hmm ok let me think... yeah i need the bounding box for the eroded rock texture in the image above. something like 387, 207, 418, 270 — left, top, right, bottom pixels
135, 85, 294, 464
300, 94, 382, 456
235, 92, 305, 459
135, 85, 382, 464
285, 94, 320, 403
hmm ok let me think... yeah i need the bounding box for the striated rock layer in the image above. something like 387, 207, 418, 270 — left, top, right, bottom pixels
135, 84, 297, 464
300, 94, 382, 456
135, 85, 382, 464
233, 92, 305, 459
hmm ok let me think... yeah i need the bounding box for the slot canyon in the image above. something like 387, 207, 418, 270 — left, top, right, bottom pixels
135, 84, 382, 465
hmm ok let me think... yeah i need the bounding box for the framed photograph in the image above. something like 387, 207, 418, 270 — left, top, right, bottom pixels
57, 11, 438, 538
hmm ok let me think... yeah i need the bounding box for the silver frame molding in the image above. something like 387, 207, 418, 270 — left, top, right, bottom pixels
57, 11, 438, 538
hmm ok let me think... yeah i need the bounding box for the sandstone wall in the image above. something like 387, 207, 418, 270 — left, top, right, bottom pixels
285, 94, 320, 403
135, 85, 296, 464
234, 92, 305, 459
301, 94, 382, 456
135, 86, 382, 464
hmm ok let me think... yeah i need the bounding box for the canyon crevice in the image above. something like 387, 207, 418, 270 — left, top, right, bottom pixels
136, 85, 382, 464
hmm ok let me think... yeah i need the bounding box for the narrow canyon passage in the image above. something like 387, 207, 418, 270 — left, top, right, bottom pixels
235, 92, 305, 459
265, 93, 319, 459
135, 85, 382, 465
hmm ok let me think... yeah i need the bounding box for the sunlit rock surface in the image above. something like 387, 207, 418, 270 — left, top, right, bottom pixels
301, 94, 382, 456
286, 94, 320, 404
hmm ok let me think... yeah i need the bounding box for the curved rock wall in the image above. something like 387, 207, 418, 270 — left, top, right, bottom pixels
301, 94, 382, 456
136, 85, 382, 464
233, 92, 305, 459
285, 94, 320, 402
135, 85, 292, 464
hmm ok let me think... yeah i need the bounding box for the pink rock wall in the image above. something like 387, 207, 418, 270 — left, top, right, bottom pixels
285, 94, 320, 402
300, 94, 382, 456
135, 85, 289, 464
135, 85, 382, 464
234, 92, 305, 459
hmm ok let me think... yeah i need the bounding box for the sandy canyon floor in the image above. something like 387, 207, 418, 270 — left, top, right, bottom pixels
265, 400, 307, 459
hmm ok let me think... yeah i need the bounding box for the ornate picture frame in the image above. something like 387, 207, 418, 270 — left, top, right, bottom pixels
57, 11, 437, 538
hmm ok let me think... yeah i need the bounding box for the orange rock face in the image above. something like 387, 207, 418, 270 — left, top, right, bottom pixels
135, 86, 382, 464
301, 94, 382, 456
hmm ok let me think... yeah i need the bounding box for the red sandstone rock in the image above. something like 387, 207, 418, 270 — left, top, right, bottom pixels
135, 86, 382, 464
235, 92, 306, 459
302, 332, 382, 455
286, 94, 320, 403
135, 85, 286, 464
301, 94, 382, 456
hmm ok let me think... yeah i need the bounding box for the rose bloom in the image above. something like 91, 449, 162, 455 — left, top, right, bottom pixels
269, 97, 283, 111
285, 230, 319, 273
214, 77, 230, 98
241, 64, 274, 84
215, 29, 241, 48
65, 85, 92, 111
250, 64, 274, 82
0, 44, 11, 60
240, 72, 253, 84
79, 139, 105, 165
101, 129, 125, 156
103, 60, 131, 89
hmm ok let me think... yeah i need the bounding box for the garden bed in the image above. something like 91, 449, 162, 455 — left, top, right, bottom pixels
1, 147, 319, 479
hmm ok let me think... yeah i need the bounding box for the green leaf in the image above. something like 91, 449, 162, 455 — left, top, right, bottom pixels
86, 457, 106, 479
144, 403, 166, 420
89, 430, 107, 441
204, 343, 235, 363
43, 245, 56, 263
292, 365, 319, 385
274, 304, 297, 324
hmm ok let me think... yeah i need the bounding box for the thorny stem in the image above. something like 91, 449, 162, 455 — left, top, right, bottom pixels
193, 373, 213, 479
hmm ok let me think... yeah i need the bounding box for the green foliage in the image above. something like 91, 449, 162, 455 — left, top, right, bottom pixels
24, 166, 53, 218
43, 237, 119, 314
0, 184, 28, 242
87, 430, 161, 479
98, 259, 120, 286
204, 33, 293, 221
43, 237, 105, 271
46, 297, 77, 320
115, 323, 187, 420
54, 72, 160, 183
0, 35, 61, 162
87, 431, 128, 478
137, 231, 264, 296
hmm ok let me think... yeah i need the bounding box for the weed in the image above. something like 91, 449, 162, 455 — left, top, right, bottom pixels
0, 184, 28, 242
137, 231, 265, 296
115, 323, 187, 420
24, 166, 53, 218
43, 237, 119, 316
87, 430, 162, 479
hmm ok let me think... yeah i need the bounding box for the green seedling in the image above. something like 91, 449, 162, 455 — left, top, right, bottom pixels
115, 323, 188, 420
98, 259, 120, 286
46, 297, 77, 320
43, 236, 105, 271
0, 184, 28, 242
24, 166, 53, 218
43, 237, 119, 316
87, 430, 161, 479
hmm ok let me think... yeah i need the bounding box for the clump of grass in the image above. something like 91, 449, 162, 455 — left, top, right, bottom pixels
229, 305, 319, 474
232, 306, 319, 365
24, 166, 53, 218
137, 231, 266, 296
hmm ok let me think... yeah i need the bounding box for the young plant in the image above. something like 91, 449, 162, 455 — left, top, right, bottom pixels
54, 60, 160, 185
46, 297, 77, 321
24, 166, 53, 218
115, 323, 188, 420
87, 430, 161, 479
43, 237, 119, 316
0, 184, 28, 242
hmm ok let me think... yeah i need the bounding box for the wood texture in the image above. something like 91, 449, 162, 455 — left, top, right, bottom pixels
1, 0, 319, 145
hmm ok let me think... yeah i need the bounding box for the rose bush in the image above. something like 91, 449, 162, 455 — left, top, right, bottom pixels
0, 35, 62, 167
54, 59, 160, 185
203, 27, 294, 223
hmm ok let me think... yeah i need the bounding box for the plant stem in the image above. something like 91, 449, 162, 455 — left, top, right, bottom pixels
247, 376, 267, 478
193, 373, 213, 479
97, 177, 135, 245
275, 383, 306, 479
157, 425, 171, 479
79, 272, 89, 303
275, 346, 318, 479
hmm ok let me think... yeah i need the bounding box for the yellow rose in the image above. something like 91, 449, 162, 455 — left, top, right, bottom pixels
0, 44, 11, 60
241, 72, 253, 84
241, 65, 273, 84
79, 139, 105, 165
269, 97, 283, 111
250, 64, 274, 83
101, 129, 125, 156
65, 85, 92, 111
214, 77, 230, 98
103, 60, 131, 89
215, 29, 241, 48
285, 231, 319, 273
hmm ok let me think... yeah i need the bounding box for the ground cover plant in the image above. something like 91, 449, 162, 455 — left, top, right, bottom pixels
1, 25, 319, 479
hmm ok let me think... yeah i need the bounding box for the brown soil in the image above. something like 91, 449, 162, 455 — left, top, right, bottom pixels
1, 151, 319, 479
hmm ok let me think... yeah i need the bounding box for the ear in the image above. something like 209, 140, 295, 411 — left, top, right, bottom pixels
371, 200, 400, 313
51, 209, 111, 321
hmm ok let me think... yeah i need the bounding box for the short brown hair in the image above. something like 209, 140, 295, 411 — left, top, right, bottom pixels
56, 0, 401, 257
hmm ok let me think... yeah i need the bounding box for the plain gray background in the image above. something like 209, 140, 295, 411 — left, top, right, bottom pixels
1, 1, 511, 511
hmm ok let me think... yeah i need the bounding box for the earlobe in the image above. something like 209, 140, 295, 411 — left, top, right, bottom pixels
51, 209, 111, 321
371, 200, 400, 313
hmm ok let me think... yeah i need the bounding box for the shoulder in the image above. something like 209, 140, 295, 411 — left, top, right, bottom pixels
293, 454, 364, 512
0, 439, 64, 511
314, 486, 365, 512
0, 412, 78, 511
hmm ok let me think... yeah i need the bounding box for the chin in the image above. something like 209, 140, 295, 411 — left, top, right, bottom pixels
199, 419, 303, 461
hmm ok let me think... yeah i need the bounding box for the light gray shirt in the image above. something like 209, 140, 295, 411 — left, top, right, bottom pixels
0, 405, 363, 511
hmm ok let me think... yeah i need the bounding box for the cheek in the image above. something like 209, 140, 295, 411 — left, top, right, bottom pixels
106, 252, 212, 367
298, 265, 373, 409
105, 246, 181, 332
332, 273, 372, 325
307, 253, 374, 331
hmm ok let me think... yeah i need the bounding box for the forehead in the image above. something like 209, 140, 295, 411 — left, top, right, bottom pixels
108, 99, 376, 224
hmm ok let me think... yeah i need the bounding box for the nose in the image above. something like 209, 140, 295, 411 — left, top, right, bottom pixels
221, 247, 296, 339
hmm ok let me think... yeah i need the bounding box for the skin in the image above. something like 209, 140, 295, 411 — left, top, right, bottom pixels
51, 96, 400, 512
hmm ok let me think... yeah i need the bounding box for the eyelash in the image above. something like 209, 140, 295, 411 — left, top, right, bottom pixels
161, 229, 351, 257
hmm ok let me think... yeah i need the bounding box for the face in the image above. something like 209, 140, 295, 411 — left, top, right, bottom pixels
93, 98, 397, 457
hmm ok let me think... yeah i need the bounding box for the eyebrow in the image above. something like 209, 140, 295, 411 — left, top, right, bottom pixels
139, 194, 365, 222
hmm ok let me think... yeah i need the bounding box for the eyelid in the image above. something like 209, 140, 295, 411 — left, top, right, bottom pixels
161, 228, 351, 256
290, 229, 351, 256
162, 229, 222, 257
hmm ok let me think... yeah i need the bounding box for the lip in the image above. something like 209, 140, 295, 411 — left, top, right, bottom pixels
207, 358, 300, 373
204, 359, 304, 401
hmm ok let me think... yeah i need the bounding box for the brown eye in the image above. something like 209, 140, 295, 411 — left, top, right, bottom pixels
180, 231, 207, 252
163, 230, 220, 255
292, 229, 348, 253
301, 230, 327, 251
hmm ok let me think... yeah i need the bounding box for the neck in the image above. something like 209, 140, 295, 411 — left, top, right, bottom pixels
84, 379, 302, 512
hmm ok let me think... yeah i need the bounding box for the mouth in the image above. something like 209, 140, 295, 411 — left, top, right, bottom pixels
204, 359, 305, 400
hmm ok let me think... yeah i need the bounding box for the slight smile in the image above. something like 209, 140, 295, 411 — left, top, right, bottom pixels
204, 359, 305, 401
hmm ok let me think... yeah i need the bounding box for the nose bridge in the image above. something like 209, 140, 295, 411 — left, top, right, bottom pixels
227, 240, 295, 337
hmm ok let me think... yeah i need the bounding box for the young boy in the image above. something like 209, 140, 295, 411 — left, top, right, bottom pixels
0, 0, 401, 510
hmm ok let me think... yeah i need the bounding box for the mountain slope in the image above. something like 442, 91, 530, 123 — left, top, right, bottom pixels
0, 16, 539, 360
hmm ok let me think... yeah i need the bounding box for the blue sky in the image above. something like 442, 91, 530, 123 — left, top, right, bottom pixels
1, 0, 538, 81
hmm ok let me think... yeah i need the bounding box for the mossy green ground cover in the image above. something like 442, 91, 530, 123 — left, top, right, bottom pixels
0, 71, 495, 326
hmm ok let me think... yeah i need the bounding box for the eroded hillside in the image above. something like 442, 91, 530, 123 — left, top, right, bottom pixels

* * * * * * * * *

WORK ORDER
Transcribe exactly the lines from the one containing "for the lip" through the end of the records, both included, and nothing else.

YOUR SOLUTION
hmm ok let me think... yeah i need the bounding box for the lip in the image above. something like 209, 140, 295, 411 — left, top, right, bottom pixels
207, 358, 300, 373
204, 359, 304, 401
hmm ok let me think... yeah i need the bounding box for the brown eye in the image above. something like 209, 140, 295, 411 — left, top, right, bottom pixels
180, 231, 207, 252
163, 230, 220, 255
292, 229, 348, 253
301, 230, 327, 251
hmm ok let me think... yeah i need the bounding box for the neck in the image above. something like 209, 140, 295, 411 — left, top, right, bottom pixels
84, 379, 302, 512
hmm ok let me think... yeah i need the bounding box for the mouth in the image above. something like 209, 140, 295, 411 — left, top, right, bottom pixels
204, 359, 305, 400
hmm ok let me think... yeah i need the bounding box for the slight smile in the image above. something like 209, 140, 295, 411 — left, top, right, bottom pixels
204, 359, 305, 401
hmm ok let me think... yeah i need the bounding box for the nose bridge in the image above. something like 209, 140, 295, 411 — left, top, right, bottom pixels
227, 240, 295, 337
hmm ok let me think... yeah i need the bounding box for the young boy in the image above. something like 209, 140, 295, 411 — left, top, right, bottom pixels
0, 0, 401, 510
hmm ok let me think... yeah i need the bounding box for the mountain slope in the image above. something like 442, 91, 530, 123 — left, top, right, bottom pixels
0, 16, 539, 360
hmm ok let me think... yeah i need the bounding box for the blue sky in the image above. something like 442, 91, 530, 123 — left, top, right, bottom pixels
1, 0, 538, 81
hmm ok let me think... yeah i need the bounding box for the mossy green ground cover in the image above. something like 442, 91, 530, 123 — left, top, right, bottom pixels
0, 71, 495, 326
hmm ok let me think... yeah i need the bounding box for the eroded hillside in the image above. something like 442, 91, 530, 123 — left, top, right, bottom pixels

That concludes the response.